→ Problem to work on
Please pick out every line of the records below that contains the word "chair", and copy each of those lines.

[Dataset entries]
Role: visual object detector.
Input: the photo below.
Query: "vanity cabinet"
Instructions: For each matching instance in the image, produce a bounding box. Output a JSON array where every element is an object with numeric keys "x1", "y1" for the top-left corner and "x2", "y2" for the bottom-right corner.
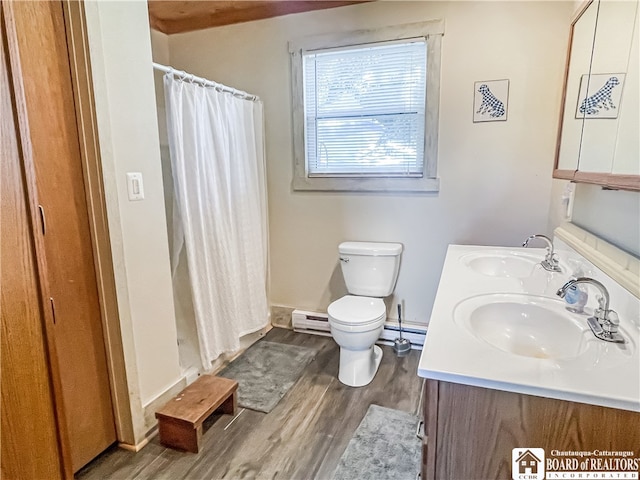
[
  {"x1": 421, "y1": 379, "x2": 640, "y2": 480},
  {"x1": 554, "y1": 0, "x2": 640, "y2": 190}
]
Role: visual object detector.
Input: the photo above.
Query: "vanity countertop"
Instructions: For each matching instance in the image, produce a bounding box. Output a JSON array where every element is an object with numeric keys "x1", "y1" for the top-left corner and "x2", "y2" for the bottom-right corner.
[{"x1": 418, "y1": 245, "x2": 640, "y2": 411}]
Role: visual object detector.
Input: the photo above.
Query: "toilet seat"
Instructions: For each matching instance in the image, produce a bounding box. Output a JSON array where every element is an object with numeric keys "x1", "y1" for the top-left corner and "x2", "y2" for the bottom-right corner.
[{"x1": 327, "y1": 295, "x2": 387, "y2": 328}]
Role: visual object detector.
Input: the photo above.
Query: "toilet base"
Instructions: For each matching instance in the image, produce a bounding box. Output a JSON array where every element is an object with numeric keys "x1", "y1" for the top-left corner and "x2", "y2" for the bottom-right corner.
[{"x1": 338, "y1": 345, "x2": 382, "y2": 387}]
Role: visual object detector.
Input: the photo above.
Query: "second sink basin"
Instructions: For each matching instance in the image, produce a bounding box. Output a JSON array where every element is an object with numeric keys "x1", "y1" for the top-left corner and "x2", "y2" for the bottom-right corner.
[
  {"x1": 454, "y1": 294, "x2": 591, "y2": 360},
  {"x1": 461, "y1": 251, "x2": 540, "y2": 278}
]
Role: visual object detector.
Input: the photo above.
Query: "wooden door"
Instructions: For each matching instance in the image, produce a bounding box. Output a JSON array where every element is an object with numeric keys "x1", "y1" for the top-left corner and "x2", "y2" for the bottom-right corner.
[
  {"x1": 0, "y1": 4, "x2": 63, "y2": 480},
  {"x1": 3, "y1": 1, "x2": 116, "y2": 472}
]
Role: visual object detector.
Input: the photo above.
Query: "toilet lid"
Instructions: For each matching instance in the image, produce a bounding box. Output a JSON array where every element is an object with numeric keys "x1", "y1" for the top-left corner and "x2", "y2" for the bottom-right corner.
[{"x1": 327, "y1": 295, "x2": 387, "y2": 325}]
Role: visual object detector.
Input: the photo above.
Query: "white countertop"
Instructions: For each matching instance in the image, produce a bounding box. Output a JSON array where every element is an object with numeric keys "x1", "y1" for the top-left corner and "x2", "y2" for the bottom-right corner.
[{"x1": 418, "y1": 245, "x2": 640, "y2": 411}]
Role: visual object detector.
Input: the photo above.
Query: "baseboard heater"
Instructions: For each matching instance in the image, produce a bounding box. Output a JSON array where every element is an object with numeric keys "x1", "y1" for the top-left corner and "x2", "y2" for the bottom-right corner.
[{"x1": 291, "y1": 310, "x2": 427, "y2": 350}]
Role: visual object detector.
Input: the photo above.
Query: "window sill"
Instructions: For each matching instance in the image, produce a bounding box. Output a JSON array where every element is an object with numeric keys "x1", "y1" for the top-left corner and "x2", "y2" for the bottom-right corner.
[{"x1": 292, "y1": 176, "x2": 440, "y2": 193}]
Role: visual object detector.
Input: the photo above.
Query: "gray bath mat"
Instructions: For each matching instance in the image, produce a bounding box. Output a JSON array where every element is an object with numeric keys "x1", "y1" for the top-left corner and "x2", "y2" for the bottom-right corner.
[
  {"x1": 218, "y1": 340, "x2": 316, "y2": 413},
  {"x1": 333, "y1": 405, "x2": 422, "y2": 480}
]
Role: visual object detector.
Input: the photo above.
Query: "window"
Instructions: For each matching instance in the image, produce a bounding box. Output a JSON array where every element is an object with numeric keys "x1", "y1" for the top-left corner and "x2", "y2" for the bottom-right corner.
[{"x1": 290, "y1": 21, "x2": 444, "y2": 191}]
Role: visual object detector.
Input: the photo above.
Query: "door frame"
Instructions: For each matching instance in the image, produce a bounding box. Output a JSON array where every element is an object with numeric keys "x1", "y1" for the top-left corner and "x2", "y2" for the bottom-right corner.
[{"x1": 62, "y1": 0, "x2": 136, "y2": 445}]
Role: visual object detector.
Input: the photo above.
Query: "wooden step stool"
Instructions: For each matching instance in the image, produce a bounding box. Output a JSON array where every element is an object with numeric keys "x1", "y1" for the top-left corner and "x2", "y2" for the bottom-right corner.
[{"x1": 156, "y1": 375, "x2": 238, "y2": 453}]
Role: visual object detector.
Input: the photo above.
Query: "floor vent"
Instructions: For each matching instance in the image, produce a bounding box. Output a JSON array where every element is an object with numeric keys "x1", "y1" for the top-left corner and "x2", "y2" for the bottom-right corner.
[{"x1": 291, "y1": 310, "x2": 427, "y2": 350}]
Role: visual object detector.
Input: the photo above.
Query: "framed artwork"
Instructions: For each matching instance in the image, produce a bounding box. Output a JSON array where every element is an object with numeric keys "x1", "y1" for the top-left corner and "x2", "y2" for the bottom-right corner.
[
  {"x1": 576, "y1": 73, "x2": 625, "y2": 118},
  {"x1": 473, "y1": 80, "x2": 509, "y2": 123}
]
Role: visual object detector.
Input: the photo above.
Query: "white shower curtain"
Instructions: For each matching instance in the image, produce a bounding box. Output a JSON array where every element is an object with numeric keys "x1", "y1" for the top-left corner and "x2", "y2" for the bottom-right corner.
[{"x1": 164, "y1": 74, "x2": 269, "y2": 371}]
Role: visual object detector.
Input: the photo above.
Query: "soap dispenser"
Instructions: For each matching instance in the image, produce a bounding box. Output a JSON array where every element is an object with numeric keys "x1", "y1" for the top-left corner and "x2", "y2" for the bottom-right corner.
[{"x1": 564, "y1": 260, "x2": 589, "y2": 313}]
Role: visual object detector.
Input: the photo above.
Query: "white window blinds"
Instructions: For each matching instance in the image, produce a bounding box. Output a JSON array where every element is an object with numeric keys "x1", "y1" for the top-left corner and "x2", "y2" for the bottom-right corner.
[{"x1": 303, "y1": 38, "x2": 427, "y2": 177}]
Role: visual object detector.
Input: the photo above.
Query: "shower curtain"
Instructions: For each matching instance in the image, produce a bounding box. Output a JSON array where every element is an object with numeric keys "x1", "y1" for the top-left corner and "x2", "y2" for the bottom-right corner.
[{"x1": 164, "y1": 74, "x2": 269, "y2": 371}]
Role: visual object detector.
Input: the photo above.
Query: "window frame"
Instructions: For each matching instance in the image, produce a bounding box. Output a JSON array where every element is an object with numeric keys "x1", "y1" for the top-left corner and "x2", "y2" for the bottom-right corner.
[{"x1": 289, "y1": 20, "x2": 444, "y2": 192}]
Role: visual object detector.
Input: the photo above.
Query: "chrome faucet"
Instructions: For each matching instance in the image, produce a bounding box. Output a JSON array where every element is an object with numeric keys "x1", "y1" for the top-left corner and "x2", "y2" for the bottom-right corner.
[
  {"x1": 556, "y1": 277, "x2": 625, "y2": 343},
  {"x1": 522, "y1": 234, "x2": 562, "y2": 272}
]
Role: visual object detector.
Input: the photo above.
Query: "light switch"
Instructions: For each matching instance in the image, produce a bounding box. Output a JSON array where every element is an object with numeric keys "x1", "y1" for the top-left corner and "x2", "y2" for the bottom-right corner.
[{"x1": 127, "y1": 172, "x2": 144, "y2": 201}]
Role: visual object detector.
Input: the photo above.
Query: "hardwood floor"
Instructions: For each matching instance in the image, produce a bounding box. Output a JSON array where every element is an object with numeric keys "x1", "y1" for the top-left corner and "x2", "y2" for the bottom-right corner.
[{"x1": 76, "y1": 328, "x2": 422, "y2": 480}]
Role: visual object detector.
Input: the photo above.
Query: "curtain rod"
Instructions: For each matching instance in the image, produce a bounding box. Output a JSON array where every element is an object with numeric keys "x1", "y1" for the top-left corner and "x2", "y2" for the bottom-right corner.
[{"x1": 153, "y1": 62, "x2": 260, "y2": 101}]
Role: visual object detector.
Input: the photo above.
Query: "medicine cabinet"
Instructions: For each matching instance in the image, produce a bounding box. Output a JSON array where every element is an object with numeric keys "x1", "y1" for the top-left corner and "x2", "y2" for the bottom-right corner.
[{"x1": 553, "y1": 0, "x2": 640, "y2": 190}]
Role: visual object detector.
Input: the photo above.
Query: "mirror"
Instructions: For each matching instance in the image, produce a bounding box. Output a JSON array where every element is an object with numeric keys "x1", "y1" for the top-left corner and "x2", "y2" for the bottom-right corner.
[
  {"x1": 556, "y1": 2, "x2": 598, "y2": 173},
  {"x1": 554, "y1": 0, "x2": 640, "y2": 190}
]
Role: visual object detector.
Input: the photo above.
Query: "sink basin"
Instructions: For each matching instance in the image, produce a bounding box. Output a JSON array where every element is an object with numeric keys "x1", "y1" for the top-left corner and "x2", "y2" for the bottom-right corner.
[
  {"x1": 461, "y1": 252, "x2": 540, "y2": 278},
  {"x1": 453, "y1": 294, "x2": 591, "y2": 360}
]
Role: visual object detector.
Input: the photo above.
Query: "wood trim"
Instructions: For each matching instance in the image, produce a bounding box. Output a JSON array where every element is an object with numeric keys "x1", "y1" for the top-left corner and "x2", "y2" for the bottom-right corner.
[
  {"x1": 63, "y1": 0, "x2": 135, "y2": 444},
  {"x1": 2, "y1": 1, "x2": 73, "y2": 479},
  {"x1": 573, "y1": 170, "x2": 610, "y2": 185},
  {"x1": 553, "y1": 223, "x2": 640, "y2": 298},
  {"x1": 149, "y1": 0, "x2": 370, "y2": 35},
  {"x1": 553, "y1": 0, "x2": 640, "y2": 191},
  {"x1": 607, "y1": 173, "x2": 640, "y2": 192},
  {"x1": 553, "y1": 0, "x2": 593, "y2": 174}
]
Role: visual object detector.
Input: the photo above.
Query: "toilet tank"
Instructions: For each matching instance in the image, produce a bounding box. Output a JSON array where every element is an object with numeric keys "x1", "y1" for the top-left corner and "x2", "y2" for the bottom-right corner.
[{"x1": 338, "y1": 242, "x2": 402, "y2": 297}]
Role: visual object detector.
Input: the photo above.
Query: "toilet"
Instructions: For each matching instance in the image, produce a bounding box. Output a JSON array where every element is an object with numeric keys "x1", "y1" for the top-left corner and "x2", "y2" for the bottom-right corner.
[{"x1": 328, "y1": 242, "x2": 402, "y2": 387}]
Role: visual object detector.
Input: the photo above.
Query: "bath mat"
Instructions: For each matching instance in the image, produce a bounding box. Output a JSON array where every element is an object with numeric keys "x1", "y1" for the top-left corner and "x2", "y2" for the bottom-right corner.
[
  {"x1": 333, "y1": 405, "x2": 422, "y2": 480},
  {"x1": 218, "y1": 340, "x2": 316, "y2": 413}
]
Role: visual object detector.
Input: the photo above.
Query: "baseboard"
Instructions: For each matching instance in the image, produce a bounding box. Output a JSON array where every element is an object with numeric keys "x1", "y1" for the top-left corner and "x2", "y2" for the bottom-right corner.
[
  {"x1": 271, "y1": 305, "x2": 295, "y2": 330},
  {"x1": 118, "y1": 426, "x2": 158, "y2": 453}
]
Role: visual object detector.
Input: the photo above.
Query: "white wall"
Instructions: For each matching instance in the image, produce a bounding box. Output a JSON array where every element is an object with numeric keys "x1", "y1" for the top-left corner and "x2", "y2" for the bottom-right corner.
[
  {"x1": 169, "y1": 1, "x2": 573, "y2": 323},
  {"x1": 86, "y1": 1, "x2": 180, "y2": 440}
]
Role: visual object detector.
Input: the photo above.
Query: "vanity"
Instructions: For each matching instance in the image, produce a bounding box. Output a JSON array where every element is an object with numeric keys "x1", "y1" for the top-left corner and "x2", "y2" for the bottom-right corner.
[{"x1": 418, "y1": 225, "x2": 640, "y2": 480}]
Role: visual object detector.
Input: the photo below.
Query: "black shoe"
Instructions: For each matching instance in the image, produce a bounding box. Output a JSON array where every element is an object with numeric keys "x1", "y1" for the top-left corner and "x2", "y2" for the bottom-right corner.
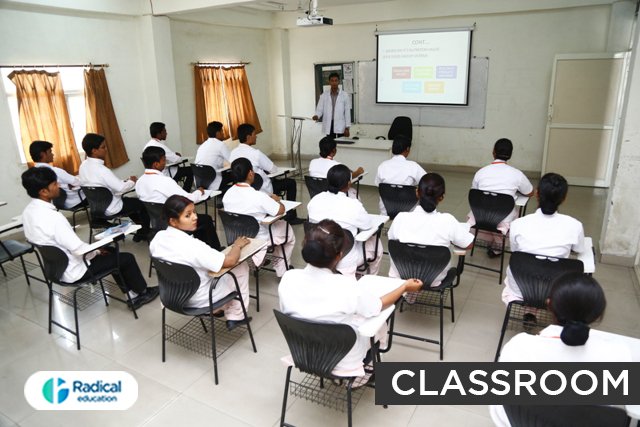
[{"x1": 227, "y1": 316, "x2": 252, "y2": 331}]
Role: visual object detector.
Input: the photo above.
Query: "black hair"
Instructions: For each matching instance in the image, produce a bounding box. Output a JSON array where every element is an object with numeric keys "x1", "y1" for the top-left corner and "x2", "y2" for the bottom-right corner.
[
  {"x1": 22, "y1": 167, "x2": 58, "y2": 199},
  {"x1": 418, "y1": 173, "x2": 444, "y2": 212},
  {"x1": 302, "y1": 219, "x2": 346, "y2": 268},
  {"x1": 207, "y1": 122, "x2": 225, "y2": 138},
  {"x1": 391, "y1": 135, "x2": 411, "y2": 155},
  {"x1": 318, "y1": 136, "x2": 336, "y2": 157},
  {"x1": 238, "y1": 123, "x2": 256, "y2": 142},
  {"x1": 327, "y1": 165, "x2": 351, "y2": 194},
  {"x1": 162, "y1": 194, "x2": 193, "y2": 222},
  {"x1": 142, "y1": 145, "x2": 167, "y2": 169},
  {"x1": 493, "y1": 138, "x2": 513, "y2": 160},
  {"x1": 549, "y1": 273, "x2": 607, "y2": 346},
  {"x1": 29, "y1": 141, "x2": 53, "y2": 162},
  {"x1": 538, "y1": 172, "x2": 569, "y2": 215},
  {"x1": 149, "y1": 122, "x2": 166, "y2": 138},
  {"x1": 231, "y1": 157, "x2": 253, "y2": 182},
  {"x1": 82, "y1": 133, "x2": 104, "y2": 157}
]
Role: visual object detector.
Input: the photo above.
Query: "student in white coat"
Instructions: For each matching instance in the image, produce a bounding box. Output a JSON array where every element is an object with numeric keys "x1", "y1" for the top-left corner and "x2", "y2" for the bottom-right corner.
[
  {"x1": 278, "y1": 220, "x2": 422, "y2": 376},
  {"x1": 222, "y1": 157, "x2": 296, "y2": 277},
  {"x1": 229, "y1": 123, "x2": 304, "y2": 225},
  {"x1": 313, "y1": 73, "x2": 351, "y2": 138},
  {"x1": 502, "y1": 173, "x2": 585, "y2": 305},
  {"x1": 136, "y1": 146, "x2": 222, "y2": 251},
  {"x1": 489, "y1": 273, "x2": 632, "y2": 427},
  {"x1": 149, "y1": 195, "x2": 251, "y2": 330},
  {"x1": 194, "y1": 122, "x2": 231, "y2": 190},
  {"x1": 29, "y1": 141, "x2": 86, "y2": 209},
  {"x1": 468, "y1": 138, "x2": 533, "y2": 258},
  {"x1": 375, "y1": 135, "x2": 426, "y2": 215},
  {"x1": 142, "y1": 122, "x2": 193, "y2": 191},
  {"x1": 388, "y1": 173, "x2": 473, "y2": 286},
  {"x1": 307, "y1": 165, "x2": 382, "y2": 277}
]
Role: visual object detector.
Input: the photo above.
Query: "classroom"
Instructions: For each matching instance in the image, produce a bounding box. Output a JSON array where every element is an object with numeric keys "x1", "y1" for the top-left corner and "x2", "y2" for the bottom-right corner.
[{"x1": 0, "y1": 0, "x2": 640, "y2": 426}]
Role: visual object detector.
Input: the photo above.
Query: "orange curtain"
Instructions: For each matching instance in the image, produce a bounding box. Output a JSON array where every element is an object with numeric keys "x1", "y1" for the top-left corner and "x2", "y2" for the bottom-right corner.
[
  {"x1": 222, "y1": 66, "x2": 262, "y2": 138},
  {"x1": 9, "y1": 70, "x2": 80, "y2": 175},
  {"x1": 84, "y1": 68, "x2": 129, "y2": 168}
]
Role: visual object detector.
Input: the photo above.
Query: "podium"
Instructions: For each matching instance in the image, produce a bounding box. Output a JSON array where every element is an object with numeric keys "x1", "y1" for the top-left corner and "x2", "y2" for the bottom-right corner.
[{"x1": 278, "y1": 114, "x2": 313, "y2": 178}]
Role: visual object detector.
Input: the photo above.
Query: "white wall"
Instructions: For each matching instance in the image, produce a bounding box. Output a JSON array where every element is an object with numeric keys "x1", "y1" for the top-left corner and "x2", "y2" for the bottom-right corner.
[{"x1": 289, "y1": 2, "x2": 610, "y2": 171}]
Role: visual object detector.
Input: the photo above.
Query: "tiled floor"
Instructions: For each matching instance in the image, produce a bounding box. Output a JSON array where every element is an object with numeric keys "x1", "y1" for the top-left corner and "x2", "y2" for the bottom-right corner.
[{"x1": 0, "y1": 167, "x2": 640, "y2": 427}]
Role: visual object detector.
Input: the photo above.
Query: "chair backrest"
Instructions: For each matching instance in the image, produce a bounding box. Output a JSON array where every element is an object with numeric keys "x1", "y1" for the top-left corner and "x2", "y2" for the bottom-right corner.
[
  {"x1": 218, "y1": 210, "x2": 260, "y2": 246},
  {"x1": 34, "y1": 245, "x2": 69, "y2": 283},
  {"x1": 273, "y1": 309, "x2": 356, "y2": 378},
  {"x1": 142, "y1": 202, "x2": 169, "y2": 232},
  {"x1": 387, "y1": 116, "x2": 413, "y2": 141},
  {"x1": 469, "y1": 188, "x2": 515, "y2": 232},
  {"x1": 191, "y1": 163, "x2": 216, "y2": 188},
  {"x1": 52, "y1": 188, "x2": 67, "y2": 209},
  {"x1": 504, "y1": 405, "x2": 630, "y2": 427},
  {"x1": 304, "y1": 175, "x2": 329, "y2": 199},
  {"x1": 378, "y1": 184, "x2": 418, "y2": 219},
  {"x1": 82, "y1": 186, "x2": 113, "y2": 218},
  {"x1": 389, "y1": 240, "x2": 451, "y2": 289},
  {"x1": 151, "y1": 257, "x2": 200, "y2": 314},
  {"x1": 509, "y1": 252, "x2": 584, "y2": 308}
]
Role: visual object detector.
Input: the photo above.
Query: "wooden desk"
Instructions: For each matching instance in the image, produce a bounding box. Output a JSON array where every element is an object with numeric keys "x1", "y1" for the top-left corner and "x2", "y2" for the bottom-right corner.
[{"x1": 335, "y1": 137, "x2": 393, "y2": 185}]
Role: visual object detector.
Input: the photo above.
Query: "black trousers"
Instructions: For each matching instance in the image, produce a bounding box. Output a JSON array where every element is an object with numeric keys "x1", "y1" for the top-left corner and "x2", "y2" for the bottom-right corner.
[
  {"x1": 271, "y1": 178, "x2": 298, "y2": 219},
  {"x1": 82, "y1": 248, "x2": 147, "y2": 294},
  {"x1": 193, "y1": 214, "x2": 222, "y2": 251},
  {"x1": 173, "y1": 166, "x2": 193, "y2": 193},
  {"x1": 118, "y1": 197, "x2": 149, "y2": 235}
]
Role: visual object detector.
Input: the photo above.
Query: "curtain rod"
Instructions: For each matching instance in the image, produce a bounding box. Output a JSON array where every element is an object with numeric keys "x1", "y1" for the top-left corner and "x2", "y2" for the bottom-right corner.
[{"x1": 0, "y1": 63, "x2": 109, "y2": 68}]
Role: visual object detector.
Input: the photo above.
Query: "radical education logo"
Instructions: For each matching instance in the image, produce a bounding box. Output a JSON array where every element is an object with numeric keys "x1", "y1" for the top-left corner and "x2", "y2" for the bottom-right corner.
[{"x1": 24, "y1": 371, "x2": 138, "y2": 411}]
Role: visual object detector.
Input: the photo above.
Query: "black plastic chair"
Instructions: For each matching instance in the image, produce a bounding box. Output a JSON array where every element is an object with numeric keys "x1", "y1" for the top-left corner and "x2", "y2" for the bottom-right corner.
[
  {"x1": 52, "y1": 188, "x2": 89, "y2": 229},
  {"x1": 273, "y1": 310, "x2": 364, "y2": 426},
  {"x1": 34, "y1": 241, "x2": 138, "y2": 350},
  {"x1": 387, "y1": 116, "x2": 413, "y2": 141},
  {"x1": 304, "y1": 175, "x2": 329, "y2": 199},
  {"x1": 388, "y1": 240, "x2": 464, "y2": 360},
  {"x1": 220, "y1": 210, "x2": 289, "y2": 311},
  {"x1": 495, "y1": 252, "x2": 584, "y2": 362},
  {"x1": 378, "y1": 184, "x2": 418, "y2": 219},
  {"x1": 80, "y1": 186, "x2": 120, "y2": 243},
  {"x1": 151, "y1": 258, "x2": 257, "y2": 385},
  {"x1": 504, "y1": 405, "x2": 631, "y2": 427},
  {"x1": 467, "y1": 188, "x2": 515, "y2": 284}
]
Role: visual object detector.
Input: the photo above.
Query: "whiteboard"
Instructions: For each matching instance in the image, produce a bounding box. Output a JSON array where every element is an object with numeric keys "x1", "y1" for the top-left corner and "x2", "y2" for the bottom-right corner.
[{"x1": 357, "y1": 57, "x2": 489, "y2": 129}]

→ Task response
Query: "chair backrest"
Query: "black plastic chair"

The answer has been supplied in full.